An exact copy of the data is needed, one that excludes all pictures.

Material for this exercise:
● ● ● ● ●
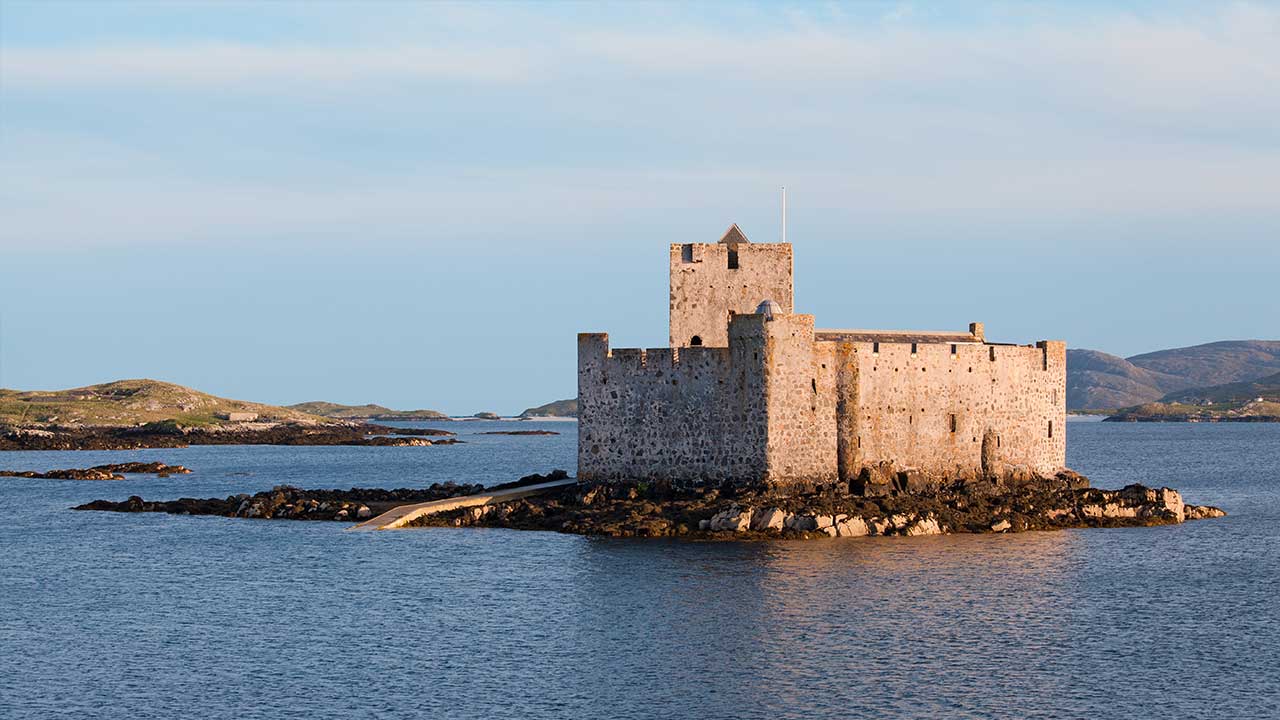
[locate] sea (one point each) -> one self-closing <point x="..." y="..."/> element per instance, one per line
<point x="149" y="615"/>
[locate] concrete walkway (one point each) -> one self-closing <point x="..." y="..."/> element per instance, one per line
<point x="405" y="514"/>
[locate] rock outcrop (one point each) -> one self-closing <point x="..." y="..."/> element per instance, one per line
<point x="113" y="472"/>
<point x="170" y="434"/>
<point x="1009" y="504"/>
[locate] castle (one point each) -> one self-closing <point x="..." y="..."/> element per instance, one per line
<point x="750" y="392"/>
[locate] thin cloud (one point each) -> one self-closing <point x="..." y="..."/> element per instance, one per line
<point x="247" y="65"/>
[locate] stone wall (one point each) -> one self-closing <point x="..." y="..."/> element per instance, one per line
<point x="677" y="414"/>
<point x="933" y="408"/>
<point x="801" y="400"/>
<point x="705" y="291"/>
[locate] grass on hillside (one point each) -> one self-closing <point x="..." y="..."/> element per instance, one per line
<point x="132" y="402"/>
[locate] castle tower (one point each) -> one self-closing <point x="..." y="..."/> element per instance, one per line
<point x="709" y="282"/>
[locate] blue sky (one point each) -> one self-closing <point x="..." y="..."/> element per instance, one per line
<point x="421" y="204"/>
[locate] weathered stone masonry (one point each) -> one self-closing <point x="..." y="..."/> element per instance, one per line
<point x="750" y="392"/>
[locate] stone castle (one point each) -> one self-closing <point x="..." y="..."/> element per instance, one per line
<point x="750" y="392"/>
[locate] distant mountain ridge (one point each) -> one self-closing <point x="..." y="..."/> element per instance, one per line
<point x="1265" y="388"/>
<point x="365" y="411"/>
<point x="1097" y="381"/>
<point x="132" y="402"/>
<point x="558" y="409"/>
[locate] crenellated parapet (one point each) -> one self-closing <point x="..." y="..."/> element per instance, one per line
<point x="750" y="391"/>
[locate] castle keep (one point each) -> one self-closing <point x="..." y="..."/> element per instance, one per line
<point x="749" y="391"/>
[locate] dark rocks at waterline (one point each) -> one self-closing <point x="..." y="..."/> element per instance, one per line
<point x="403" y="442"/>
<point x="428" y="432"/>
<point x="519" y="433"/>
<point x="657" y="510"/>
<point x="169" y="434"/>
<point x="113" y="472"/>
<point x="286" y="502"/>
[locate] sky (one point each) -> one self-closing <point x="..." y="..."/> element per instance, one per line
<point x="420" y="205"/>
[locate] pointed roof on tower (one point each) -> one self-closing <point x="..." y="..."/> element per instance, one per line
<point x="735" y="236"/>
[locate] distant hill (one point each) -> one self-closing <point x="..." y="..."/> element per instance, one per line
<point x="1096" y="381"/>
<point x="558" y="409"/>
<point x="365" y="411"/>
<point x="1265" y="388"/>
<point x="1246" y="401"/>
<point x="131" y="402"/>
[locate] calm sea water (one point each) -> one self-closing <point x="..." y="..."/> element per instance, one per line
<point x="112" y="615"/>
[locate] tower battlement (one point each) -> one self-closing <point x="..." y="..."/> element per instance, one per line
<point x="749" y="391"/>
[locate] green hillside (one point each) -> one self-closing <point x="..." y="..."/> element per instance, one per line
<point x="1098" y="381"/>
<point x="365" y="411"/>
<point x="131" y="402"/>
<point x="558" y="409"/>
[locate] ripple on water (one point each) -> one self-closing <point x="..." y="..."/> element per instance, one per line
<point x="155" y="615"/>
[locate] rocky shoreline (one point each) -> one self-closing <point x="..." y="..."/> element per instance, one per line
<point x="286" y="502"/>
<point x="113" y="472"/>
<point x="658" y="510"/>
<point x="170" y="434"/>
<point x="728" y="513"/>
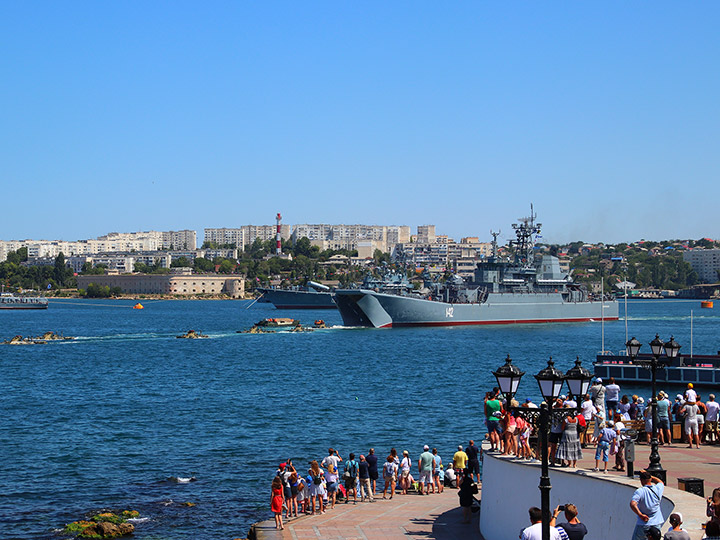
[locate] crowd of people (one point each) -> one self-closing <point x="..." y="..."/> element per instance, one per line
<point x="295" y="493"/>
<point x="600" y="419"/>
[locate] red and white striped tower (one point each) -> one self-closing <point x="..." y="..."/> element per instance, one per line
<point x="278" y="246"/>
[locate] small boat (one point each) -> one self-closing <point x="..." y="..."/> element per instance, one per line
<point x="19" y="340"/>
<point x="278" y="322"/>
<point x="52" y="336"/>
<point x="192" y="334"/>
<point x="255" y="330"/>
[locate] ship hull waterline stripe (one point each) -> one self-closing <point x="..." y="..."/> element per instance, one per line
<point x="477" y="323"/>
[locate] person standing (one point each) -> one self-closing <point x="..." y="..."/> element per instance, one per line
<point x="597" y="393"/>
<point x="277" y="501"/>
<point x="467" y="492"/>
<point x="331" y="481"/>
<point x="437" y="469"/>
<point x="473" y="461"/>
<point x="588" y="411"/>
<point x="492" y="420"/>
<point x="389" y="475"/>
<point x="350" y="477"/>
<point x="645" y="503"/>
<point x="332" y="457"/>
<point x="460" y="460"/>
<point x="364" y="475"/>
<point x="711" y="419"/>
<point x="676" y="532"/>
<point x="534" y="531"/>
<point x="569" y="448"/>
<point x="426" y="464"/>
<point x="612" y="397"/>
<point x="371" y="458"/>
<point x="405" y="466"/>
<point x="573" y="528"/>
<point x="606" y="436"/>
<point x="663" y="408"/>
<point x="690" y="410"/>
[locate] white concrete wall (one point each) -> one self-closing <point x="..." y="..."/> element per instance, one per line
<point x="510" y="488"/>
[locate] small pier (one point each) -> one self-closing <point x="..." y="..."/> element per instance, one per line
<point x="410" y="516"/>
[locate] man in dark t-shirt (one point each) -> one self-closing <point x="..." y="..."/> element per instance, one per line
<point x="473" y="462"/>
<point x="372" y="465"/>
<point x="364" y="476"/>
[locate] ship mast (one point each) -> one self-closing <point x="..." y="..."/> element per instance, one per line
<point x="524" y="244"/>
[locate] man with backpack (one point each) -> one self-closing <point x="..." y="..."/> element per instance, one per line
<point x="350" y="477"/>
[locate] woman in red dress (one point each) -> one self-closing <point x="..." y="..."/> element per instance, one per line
● ● ● ● ●
Written solution:
[locate] sea (one point each) -> one self-closing <point x="..." y="..."/> element per instance, one per line
<point x="149" y="615"/>
[locate] concrete walkway (one point each) -> one self-closing <point x="..." y="..."/> element per instance, one per line
<point x="405" y="514"/>
[locate] rock outcrop (one point each) -> one self-closing <point x="..." y="..."/> element per instance, one per line
<point x="113" y="472"/>
<point x="170" y="434"/>
<point x="1009" y="504"/>
[locate] castle (one point each) -> one self-closing <point x="..." y="..."/> element per instance, one per line
<point x="750" y="392"/>
[locate] thin cloud (one point each) -> one self-closing <point x="..." y="..."/> element per instance, one per line
<point x="247" y="65"/>
[locate] stone wall (one point each) -> one self-closing <point x="..." y="..."/> element per instance, one per line
<point x="677" y="414"/>
<point x="933" y="408"/>
<point x="801" y="400"/>
<point x="705" y="291"/>
[locate] grass on hillside (one point each) -> one self-closing <point x="..." y="..."/> element per instance, one per line
<point x="132" y="402"/>
[locate] castle tower (one point each) -> one self-closing <point x="..." y="..."/> element per instance, one per line
<point x="709" y="282"/>
[locate] blue sky (one point each) -> one self-closing <point x="..." y="..."/> element per instance, one per line
<point x="421" y="204"/>
[locate] weathered stone masonry (one point each) -> one self-closing <point x="..." y="..."/> element per instance, one per line
<point x="750" y="392"/>
[locate] stone castle (one point each) -> one self-closing <point x="..." y="..."/> element per instance, one per line
<point x="750" y="392"/>
[locate] distant mountain ridge (one point each) -> one self-closing <point x="..." y="..."/> element per instance, one per line
<point x="1265" y="388"/>
<point x="365" y="411"/>
<point x="1097" y="381"/>
<point x="132" y="402"/>
<point x="558" y="409"/>
[locate] crenellated parapet (one point each) -> one self-closing <point x="..." y="..."/> element per instance, one per line
<point x="750" y="391"/>
[locate] castle keep (one point each) -> one self-closing <point x="..." y="..."/> element per instance, one per line
<point x="749" y="391"/>
[locate] dark rocks at waterline (one point each) -> one self-closing <point x="..." y="..."/> element per instance, one per line
<point x="403" y="442"/>
<point x="428" y="432"/>
<point x="519" y="433"/>
<point x="657" y="510"/>
<point x="169" y="434"/>
<point x="113" y="472"/>
<point x="286" y="502"/>
[locate] sky (one point each) -> one self-closing <point x="..." y="..."/> element per instance, one per line
<point x="420" y="205"/>
[locate] pointed roof on tower (one point each) -> one self-closing <point x="..." y="..."/> element per instance, one per line
<point x="735" y="236"/>
[locate] distant hill (one point each) -> one self-closing <point x="..." y="..."/> element per instance, one per line
<point x="1096" y="381"/>
<point x="558" y="409"/>
<point x="365" y="411"/>
<point x="1265" y="388"/>
<point x="1246" y="401"/>
<point x="131" y="402"/>
[locate] calm sea water (one point each) -> one self-closing <point x="..." y="..."/> element per instance, one per line
<point x="112" y="615"/>
[locate] tower battlement (one point each) -> one self-closing <point x="..." y="..."/> element per instance, one per line
<point x="749" y="391"/>
[locate] green hillside (one point each) -> one self-closing <point x="..." y="..."/> element per instance, one per line
<point x="1098" y="381"/>
<point x="365" y="411"/>
<point x="131" y="402"/>
<point x="558" y="409"/>
[locate] ripple on water (one point each) -> one self-closing <point x="..." y="..."/> element per instance, one per line
<point x="155" y="615"/>
[locate] rocky shoreline (one point each) -> one self-closing <point x="..." y="..."/> element per instance, one per line
<point x="286" y="502"/>
<point x="113" y="472"/>
<point x="658" y="510"/>
<point x="170" y="434"/>
<point x="728" y="513"/>
[locate] crowd of people (one point each) -> one self-closing <point x="..." y="..."/> element per instance, one per line
<point x="295" y="493"/>
<point x="600" y="419"/>
[locate] red and white striped tower (one point each) -> one self-closing <point x="..." y="..."/> element per instance, one per line
<point x="278" y="246"/>
[locate] small boat (one point each) -> one self-closing <point x="..." y="..."/> element per instance, one per line
<point x="19" y="340"/>
<point x="278" y="322"/>
<point x="52" y="336"/>
<point x="192" y="334"/>
<point x="255" y="330"/>
[locate] ship hull waterline stripe (one point each) -> one self-closing <point x="..." y="..."/> element per instance, one per line
<point x="477" y="323"/>
[locate] person standing (one point each) -> one self-closing <point x="..." y="..."/> element per instance, one per line
<point x="597" y="393"/>
<point x="277" y="501"/>
<point x="467" y="492"/>
<point x="331" y="481"/>
<point x="437" y="469"/>
<point x="473" y="461"/>
<point x="588" y="411"/>
<point x="492" y="420"/>
<point x="389" y="475"/>
<point x="350" y="477"/>
<point x="645" y="503"/>
<point x="332" y="457"/>
<point x="460" y="460"/>
<point x="364" y="475"/>
<point x="711" y="419"/>
<point x="676" y="532"/>
<point x="534" y="531"/>
<point x="569" y="448"/>
<point x="426" y="464"/>
<point x="612" y="397"/>
<point x="371" y="458"/>
<point x="405" y="466"/>
<point x="573" y="528"/>
<point x="606" y="436"/>
<point x="663" y="408"/>
<point x="690" y="410"/>
[locate] white concrete wall (one point each) -> one self-closing <point x="..." y="..."/> element per instance, one per line
<point x="510" y="488"/>
[locate] small pier (one point each) -> one self-closing <point x="..." y="..."/> element per instance, one per line
<point x="410" y="516"/>
[locate] man in dark t-shirt (one point each) -> one self-closing <point x="..." y="..."/> element per instance, one per line
<point x="473" y="462"/>
<point x="372" y="465"/>
<point x="364" y="476"/>
[locate] ship mast (one point each) -> one self-closing <point x="..." y="..."/> element per instance, one per line
<point x="524" y="244"/>
[locate] man with backpack (one point each) -> one self-closing <point x="..." y="..."/> element per instance, one per line
<point x="350" y="477"/>
[locate] woman in red dress (one point each) -> one self-closing <point x="..." y="..."/> element per instance, one per line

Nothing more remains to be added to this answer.